Objective |
Please reproduce the material from its first line through the line containing "top-left (211, 212), bottom-right (301, 384)", swapping "Tag" for "Mark" and changing nothing else. Give only those lines.

Material for this exercise |
━━━
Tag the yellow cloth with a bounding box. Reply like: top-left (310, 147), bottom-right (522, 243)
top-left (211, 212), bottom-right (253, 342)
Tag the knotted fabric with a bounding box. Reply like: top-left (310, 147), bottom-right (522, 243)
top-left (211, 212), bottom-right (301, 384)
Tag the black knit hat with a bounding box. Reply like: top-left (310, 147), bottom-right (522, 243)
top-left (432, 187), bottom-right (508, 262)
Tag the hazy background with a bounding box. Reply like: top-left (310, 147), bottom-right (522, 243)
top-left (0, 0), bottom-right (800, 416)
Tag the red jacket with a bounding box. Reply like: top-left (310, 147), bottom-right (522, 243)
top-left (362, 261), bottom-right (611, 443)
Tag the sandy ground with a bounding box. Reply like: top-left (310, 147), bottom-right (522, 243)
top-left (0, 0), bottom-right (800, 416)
━━━
Exercise output |
Mark the yellow cloth with a bounding box. Reply like: top-left (310, 147), bottom-right (522, 243)
top-left (211, 212), bottom-right (253, 342)
Mark the knotted fabric with a bounding box. Reply like: top-left (310, 147), bottom-right (522, 243)
top-left (211, 212), bottom-right (301, 384)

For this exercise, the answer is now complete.